Stated problem 1: Rewrite the PySpark code starting with "# Load departures" and going on through "relevant_stops = json.load(f)", substituting "arrivals" for "departures".
Stated problem 2: Continue the PySpark code from its last line.

== Supplied passage ==

In [None]:
# Filter out all lines and stops that are not relevant for the analysis

import json
from pyspark.sql import SparkSession
from pyspark.sql.functions import col, max as spark_max, row_number
from pyspark.sql.window import Window

# Initialize SparkSession
spark = SparkSession.builder \
    .appName("lvb-spark") \
    .config('spark.master', 'local') \
    .config('spark.jars.packages', 'org.mongodb.spark:mongo-spark-connector_2.12:3.0.0') \
    .getOrCreate()

# Load departures data from MongoDB
df = spark.read.format("mongo") \
    .option("uri", "mongodb://mongo:27017/") \
    .option("database", "lvb") \
    .option("collection", "departures") \
    .load()

# Load relevant stops
with open('data/stops_fromRelevantLines.json', 'r') as f:
    relevant_stops = json.load(f)

# Load relevant lines
with open('data/lines_with_stops.json', 'r') as f:
    relevant_lines = json.load(f)

===
== Information shown ==

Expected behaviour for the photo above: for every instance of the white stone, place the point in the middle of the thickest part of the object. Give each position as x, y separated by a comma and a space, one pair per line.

===

Expected output 1:
# Load arrivals data from MongoDB
df = spark.read.format("mongo") \
    .option("uri", "mongodb://mongo:27017/") \
    .option("database", "lvb") \
    .option("collection", "arrivals") \
    .load()

# Load relevant stops
with open('data/stops_fromRelevantLines.json', 'r') as f:
    relevant_stops = json.load(f)

Expected output 2:
# Get list of relevant stop IDs and line IDs
relevant_stop_ids = list(relevant_stops.keys())
relevant_line_ids = list(relevant_lines.keys())

# Filter departures by relevant stops
filtered_df = df.filter(col("stopId").isin(relevant_stop_ids))

# Count filtered stops
total_stops = df.select("stopId").distinct().count()
remaining_stops = filtered_df.select("stopId").distinct().count()
filtered_stops = total_stops - remaining_stops

print(f"Filtered out {filtered_stops} stops. {remaining_stops} stops remain.")

# Further filter by relevant lines
final_df = filtered_df.filter(col("lineId").isin(relevant_line_ids))

# Count filtered lines
total_lines = filtered_df.select("lineId").distinct().count()
remaining_lines = final_df.select("lineId").distinct().count()
filtered_lines = total_lines - remaining_lines

print(f"Filtered out {filtered_lines} lines. {remaining_lines} lines remain.")

# Output as Parquet
output_path = "data/filtered_01.parquet"
final_df.write.mode("overwrite").parquet(output_path)

print(f"Filtered data saved to {output_path}")

# Show sample of the filtered data
final_df.show(5)


In [None]:
from pyspark.sql import SparkSession
from pyspark.sql.functions import col, row_number
from pyspark.sql.window import Window
# Read the saved Parquet file
parquet_df = spark.read.parquet("data/filtered_01.parquet")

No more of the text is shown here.